*Page excerpt:*
________________

Yeah Allen, Diana named at least three if memory serves. I think one of em was some kind of lettuce. Special sealed chambers where the smoke would be thick and the high would be legendary.
I believe that there is a principle to everything, and that the purpose of everything is to function according to the way of that natural principle.
The basic principle of all things is to exist in a natural state of harmony.
In the cosmos above and around us; there is a natural tendency for all things to exist and co-exist in a natural state of harmony.
Davy, wouldn't the fact that humans are causing the extinction of thousands of species, refute these lofty sentiments.
Consider the photo below. It’s the largest iron mine in the world—right smack in the middle of the Amazon Rain Forest.
I can't say that God or religion ever gave my life any purpose or meaning. If anything, atheism emancipated me from all that useless superstitious baggage. Whatever meaning and purpose I have in my life is entirely the result of my own thoughts and actions.
"Meaning," "purpose," to the extent that those terms apply to the range of one's own life connote what we highly value or value more than anything else we might value. As such I not only don't see why atheists cannot have a meaning or purpose in life, but I would also argue that they are uniquely positioned to have more authentic meanings and purposes for their lives than theists. The meaning and purposes of the lives of theists are often prescribed for them by their religion and as such they are obligated to adopt those meanings and purposes (values) as opposed to discovering them for themselves. Atheists don't have to follow any external prescription and are, therefore, more likely to be authentic about what gives their lives meaning and purpose.
Good post, Dana, I certainly agree. There’s a line in Mirror Reversal, that the cosmos is nature’s greatest spectacle. Just knowing it’s there and marveling at the ineffable beauty make life worthwhile, if even for the lifespan of a mayfly.
Well said, Richard. The cosmos, biological life, what's given--all of it is rife with mystery and presents multiple avenues for discovery.
Yes it can. I will admit that one of the hardest things for me to come to grips was that if there was no god then there was no "higher calling". It put me in a depressive episode for a while. However, the one thing that I did realize was I can take full control of my life and give it purpose. My story is not predetermined by some deity, but is currently being written and re-written by me. I am in my early twenties and I realize i only have fifties years left on this earth before I return to my true home. This has ignited this sense of urgency to leave something behind for future generations. I don't care about being wealthy, but worry about how I can use that wealth to impact the world. I write short stories, poems, raps, songs and other writings just to leave something behind just in case I meet an early demise. I've made it my mission to add to the collective human knowledge.

________________

*Actions to take:*
**1)** Answer these questions from the comment thread:
(a) What is said to sit in the middle of the Amazon Rain Forest?
(b) According to the line quoted from Mirror Reversal, what is nature's greatest spectacle?
(c) What kinds of writing does the commenter in their early twenties produce?
**2)** Print the part of the comment thread starting with "Consider the photo" and going on through "thoughts and actions.".
The material has no connection to the comment thread.

*Source data:*

________________

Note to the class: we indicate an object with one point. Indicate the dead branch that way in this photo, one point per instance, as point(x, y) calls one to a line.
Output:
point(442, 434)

________________

*Solutions to each task:*
**1)**
(a) The largest iron mine in the world.
(b) The cosmos.
(c) Short stories, poems, raps, songs and other writings.

**2)**
Consider the photo below. It’s the largest iron mine in the world—right smack in the middle of the Amazon Rain Forest.
I can't say that God or religion ever gave my life any purpose or meaning. If anything, atheism emancipated me from all that useless superstitious baggage. Whatever meaning and purpose I have in my life is entirely the result of my own thoughts and actions.